> [WRITTEN REQUEST] Retype exactly the stretch of lines that begins at the line containing "Each instance receives one keypoint. Mark the bare" and ends at the last line of the data, with no other lines.

> [Records contained in a dataset]
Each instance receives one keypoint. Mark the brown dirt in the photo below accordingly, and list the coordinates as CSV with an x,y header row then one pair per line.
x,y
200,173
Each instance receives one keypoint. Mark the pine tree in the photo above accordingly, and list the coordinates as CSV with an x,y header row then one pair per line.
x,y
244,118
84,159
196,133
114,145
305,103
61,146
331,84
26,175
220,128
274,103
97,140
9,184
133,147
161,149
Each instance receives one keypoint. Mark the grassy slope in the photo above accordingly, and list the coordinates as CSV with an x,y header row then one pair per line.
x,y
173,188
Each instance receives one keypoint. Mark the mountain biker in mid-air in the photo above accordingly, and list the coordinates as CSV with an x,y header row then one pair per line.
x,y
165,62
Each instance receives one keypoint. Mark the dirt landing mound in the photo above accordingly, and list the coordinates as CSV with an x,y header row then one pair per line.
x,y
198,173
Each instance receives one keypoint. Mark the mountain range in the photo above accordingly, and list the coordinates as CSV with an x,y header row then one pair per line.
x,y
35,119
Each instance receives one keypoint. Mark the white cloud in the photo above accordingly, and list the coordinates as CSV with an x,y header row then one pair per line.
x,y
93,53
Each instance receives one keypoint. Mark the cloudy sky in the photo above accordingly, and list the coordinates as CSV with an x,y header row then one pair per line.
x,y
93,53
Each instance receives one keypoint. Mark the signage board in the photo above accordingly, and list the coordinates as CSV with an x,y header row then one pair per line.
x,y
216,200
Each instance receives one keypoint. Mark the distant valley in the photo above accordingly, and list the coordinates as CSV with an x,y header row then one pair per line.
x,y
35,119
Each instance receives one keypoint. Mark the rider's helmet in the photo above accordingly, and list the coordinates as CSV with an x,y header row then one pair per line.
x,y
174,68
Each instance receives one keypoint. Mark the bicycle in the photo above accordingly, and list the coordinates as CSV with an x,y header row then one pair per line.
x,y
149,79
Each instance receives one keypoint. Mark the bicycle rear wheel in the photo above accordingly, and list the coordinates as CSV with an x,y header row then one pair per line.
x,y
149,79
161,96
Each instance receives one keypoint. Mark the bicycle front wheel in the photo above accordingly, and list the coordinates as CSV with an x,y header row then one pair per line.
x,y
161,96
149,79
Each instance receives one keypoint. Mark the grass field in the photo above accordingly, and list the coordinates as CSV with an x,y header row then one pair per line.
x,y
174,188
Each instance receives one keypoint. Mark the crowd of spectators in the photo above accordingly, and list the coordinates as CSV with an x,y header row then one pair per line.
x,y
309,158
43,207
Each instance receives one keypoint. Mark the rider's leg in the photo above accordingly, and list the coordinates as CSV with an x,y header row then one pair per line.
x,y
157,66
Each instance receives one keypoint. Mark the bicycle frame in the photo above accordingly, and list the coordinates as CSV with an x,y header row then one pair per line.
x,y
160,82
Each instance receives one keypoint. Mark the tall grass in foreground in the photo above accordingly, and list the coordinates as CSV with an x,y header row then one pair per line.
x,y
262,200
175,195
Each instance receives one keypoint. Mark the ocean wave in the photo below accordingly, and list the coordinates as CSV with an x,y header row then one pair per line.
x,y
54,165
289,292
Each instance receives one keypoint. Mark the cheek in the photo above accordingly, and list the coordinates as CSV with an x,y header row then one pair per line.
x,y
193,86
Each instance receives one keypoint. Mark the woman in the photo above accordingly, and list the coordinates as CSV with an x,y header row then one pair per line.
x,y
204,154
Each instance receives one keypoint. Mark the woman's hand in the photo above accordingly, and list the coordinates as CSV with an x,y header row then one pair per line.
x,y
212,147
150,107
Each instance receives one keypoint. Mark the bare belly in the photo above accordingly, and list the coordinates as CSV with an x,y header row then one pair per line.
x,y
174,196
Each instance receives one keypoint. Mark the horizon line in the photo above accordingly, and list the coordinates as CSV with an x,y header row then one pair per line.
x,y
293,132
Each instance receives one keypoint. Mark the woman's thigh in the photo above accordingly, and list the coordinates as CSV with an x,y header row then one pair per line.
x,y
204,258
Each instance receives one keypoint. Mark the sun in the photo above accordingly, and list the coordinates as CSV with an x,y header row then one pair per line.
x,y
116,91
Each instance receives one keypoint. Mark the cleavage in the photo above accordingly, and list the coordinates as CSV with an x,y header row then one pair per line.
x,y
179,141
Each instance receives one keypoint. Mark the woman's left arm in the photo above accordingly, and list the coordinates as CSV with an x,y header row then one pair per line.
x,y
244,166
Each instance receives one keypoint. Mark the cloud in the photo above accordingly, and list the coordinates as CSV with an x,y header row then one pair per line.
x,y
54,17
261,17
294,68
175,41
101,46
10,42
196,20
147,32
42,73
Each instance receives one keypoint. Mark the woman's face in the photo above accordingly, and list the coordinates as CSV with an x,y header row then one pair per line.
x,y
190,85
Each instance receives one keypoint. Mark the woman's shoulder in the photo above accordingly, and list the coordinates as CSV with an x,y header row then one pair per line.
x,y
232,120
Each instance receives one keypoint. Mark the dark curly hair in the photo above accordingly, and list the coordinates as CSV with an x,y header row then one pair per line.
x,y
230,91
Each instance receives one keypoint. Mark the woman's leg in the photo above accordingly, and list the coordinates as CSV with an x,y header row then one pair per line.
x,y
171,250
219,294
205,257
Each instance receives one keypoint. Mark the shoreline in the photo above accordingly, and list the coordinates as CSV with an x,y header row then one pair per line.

> [SOLUTION]
Each instance receives one keypoint. Mark the bare belly in the photo above accordingly, and list the coordinates as CSV with an x,y header row then one pair per line.
x,y
174,196
Each instance receives one keypoint. Mark the horizon line in the photo above accordingly, and list the coordinates as CSV with an x,y header row then one pair per line.
x,y
293,132
Each instance receives one keypoint. Mark the woman's thigh in the photo above accordingly, and list the coordinates as CSV with an x,y header row then one pair per line.
x,y
204,258
Each instance receives one keypoint. Mark the sun in the photo above accordingly, and list the coordinates as CSV with an x,y header row then one pair per line.
x,y
116,91
Each instance receives one keypoint. Mark the cleavage in the photo above accordingly, and list the coordinates as CSV with an x,y header row then one pair per line.
x,y
179,141
Each instance receives one keypoint. Mark the woman's left arm in the photo above accordingly, and list the coordinates as CSV with an x,y header row then one pair per line.
x,y
244,166
Each instance receives one keypoint. Mark the cloud in the photo above accordingly, and list the coordinates as CSV with an x,y header row then one pair per line.
x,y
54,17
261,17
294,68
175,41
101,46
10,42
196,20
147,32
42,73
Each instance receives one keypoint. Mark the woman's face in the photo above accordingly, and list the coordinates as CSV with an x,y header row then one pair per line.
x,y
190,85
Each instance receives one keypoint. Mark the woman's shoulder in the photo above accordingly, and list the coordinates as CSV with an x,y header row then one pair per line.
x,y
232,120
Each instance receives one keypoint. Mark the dark curly hair in the photo above accordingly, and list the coordinates as CSV with an x,y header row then one pair per line.
x,y
230,91
Each instance receives one keypoint. Mark the woman's leg in the photo above accordingly, and list the coordinates as CSV with an x,y header row then one pair per line.
x,y
171,250
219,294
205,257
Each instance receives one keypoint. Mark the shoreline in the photo above accordingly, and list the coordinates as CSV with an x,y header row then one pair per line.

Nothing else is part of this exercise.